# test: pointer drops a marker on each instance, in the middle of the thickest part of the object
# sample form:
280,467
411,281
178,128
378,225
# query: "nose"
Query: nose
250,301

> _What you should do_: Every line of the data above is to be copied out exactly.

> _Output of the exercise_:
# test: pointer drops a marker on each instance, in the middle of the thickest part of the object
# sample form:
280,467
411,281
178,128
378,225
# query: "nose"
Query: nose
250,301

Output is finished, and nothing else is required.